Records:
------
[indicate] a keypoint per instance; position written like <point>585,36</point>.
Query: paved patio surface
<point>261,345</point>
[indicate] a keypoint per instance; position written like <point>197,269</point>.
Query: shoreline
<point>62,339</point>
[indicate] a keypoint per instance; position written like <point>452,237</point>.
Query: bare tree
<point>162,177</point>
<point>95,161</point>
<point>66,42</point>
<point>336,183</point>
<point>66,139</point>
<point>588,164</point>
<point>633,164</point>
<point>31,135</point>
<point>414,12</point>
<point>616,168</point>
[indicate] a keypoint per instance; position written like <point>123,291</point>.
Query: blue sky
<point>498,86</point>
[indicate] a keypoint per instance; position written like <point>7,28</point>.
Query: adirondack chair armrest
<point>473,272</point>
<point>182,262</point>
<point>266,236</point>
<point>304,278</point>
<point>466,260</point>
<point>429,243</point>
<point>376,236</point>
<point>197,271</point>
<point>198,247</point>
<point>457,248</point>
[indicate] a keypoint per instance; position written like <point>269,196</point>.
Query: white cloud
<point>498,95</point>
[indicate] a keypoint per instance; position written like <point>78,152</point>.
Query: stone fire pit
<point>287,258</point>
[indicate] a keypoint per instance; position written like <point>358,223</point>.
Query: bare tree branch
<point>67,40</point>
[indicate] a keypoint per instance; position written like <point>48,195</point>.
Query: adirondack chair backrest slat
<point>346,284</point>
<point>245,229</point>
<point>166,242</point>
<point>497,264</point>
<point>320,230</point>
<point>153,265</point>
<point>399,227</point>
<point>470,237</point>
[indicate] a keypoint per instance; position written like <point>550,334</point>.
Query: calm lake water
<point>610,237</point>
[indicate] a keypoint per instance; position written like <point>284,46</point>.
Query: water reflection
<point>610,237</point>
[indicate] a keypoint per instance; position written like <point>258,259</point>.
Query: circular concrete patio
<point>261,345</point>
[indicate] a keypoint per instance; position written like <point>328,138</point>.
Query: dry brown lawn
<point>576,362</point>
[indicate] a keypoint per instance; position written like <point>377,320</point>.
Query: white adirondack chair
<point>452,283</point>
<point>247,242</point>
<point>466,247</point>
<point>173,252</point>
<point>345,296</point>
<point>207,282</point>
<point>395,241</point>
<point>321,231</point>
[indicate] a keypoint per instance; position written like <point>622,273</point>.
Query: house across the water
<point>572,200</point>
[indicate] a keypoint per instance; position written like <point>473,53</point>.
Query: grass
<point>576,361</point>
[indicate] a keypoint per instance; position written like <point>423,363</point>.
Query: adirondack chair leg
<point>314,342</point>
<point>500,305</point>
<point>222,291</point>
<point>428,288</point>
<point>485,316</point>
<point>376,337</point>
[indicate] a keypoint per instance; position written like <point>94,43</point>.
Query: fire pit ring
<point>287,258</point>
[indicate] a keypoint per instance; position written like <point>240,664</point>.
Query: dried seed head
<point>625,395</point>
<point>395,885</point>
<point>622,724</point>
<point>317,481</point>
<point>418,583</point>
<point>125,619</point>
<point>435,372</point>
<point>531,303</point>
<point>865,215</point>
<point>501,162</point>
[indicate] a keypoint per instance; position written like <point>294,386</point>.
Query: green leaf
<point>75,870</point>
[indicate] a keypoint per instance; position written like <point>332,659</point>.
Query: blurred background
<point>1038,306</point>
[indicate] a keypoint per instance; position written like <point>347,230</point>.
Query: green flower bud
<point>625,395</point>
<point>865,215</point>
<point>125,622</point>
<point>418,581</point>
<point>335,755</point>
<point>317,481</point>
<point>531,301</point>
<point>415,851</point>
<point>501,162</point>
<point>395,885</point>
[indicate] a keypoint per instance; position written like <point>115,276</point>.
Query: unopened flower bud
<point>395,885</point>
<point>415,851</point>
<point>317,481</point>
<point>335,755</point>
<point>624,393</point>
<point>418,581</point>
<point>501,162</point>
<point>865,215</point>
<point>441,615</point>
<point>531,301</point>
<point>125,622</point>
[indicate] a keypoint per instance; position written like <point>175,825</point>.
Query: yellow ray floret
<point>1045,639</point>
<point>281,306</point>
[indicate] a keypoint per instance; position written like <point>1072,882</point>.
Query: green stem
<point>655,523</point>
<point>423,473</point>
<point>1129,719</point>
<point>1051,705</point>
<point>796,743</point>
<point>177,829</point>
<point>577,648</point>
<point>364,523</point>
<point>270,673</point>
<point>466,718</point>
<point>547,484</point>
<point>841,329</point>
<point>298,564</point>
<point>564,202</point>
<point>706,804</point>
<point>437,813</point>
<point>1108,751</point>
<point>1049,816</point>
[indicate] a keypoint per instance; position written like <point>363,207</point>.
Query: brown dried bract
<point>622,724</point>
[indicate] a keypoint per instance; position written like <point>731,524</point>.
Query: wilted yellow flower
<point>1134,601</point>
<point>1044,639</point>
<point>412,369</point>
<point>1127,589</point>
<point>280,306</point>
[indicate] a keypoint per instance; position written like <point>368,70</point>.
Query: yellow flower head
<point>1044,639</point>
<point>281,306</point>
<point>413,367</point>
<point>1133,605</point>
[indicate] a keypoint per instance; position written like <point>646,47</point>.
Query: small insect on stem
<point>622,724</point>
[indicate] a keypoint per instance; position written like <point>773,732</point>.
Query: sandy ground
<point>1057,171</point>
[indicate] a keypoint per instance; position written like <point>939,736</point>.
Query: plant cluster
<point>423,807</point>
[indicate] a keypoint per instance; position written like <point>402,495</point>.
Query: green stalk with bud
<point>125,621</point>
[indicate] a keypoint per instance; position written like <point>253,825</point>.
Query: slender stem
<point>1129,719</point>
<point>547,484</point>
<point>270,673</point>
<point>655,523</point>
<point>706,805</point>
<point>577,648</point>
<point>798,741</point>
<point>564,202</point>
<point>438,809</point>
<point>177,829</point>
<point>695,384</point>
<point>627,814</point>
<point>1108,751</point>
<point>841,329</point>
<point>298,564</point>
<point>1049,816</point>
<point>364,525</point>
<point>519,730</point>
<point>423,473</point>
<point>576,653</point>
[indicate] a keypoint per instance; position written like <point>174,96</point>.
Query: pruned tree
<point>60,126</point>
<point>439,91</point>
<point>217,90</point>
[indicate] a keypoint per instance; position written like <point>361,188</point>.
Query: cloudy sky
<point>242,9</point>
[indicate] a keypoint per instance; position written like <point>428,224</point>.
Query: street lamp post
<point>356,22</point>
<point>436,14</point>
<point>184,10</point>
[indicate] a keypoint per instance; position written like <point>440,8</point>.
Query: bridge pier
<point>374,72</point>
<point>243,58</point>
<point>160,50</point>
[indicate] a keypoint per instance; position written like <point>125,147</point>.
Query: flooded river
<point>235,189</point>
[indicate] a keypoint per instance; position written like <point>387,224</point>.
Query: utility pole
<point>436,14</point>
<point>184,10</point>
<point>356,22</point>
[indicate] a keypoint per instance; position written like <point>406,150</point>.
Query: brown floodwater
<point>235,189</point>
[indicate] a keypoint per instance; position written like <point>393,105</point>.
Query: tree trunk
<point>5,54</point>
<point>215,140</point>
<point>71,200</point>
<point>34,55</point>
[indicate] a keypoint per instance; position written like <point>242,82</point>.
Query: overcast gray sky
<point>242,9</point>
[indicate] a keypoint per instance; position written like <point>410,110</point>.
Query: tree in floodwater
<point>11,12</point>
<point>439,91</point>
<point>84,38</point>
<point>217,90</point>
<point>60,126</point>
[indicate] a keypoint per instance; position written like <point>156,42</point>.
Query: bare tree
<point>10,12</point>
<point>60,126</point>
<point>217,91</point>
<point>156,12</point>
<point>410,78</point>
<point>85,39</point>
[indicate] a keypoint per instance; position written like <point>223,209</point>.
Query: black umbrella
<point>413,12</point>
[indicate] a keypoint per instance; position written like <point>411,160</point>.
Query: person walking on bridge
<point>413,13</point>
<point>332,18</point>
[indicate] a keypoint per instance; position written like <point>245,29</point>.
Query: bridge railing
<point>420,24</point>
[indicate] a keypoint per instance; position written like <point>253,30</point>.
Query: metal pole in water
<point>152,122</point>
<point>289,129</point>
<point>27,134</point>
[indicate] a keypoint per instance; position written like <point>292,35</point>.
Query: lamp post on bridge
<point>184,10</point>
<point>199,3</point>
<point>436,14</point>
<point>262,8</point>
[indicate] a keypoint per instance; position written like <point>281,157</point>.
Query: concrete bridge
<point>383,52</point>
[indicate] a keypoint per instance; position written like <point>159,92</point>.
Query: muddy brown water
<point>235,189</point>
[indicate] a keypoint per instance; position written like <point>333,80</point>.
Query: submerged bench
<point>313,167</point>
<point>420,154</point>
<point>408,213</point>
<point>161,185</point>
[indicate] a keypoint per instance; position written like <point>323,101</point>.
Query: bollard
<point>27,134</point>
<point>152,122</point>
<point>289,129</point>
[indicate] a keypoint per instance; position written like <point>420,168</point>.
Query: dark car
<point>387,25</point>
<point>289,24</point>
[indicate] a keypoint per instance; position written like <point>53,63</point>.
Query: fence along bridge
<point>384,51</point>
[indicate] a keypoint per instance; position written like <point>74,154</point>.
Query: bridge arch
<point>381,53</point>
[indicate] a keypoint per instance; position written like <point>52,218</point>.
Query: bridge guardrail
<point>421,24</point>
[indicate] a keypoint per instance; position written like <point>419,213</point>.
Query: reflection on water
------
What you are asked to do – Repeat the lines starting at the one containing "written like <point>245,29</point>." and ending at the one containing "<point>383,52</point>", including both of those lines.

Task response –
[indicate] a keypoint per instance; position written like <point>245,29</point>.
Query: bridge railing
<point>420,24</point>
[indicate] a keypoint per instance; position written like <point>253,30</point>.
Query: metal pole in water
<point>152,122</point>
<point>289,129</point>
<point>27,134</point>
[indicate] a keypoint per instance; position written like <point>292,35</point>.
Query: lamp post on bridge
<point>184,10</point>
<point>199,3</point>
<point>436,14</point>
<point>262,8</point>
[indicate] a keypoint per instance; position written like <point>281,157</point>.
Query: concrete bridge
<point>383,52</point>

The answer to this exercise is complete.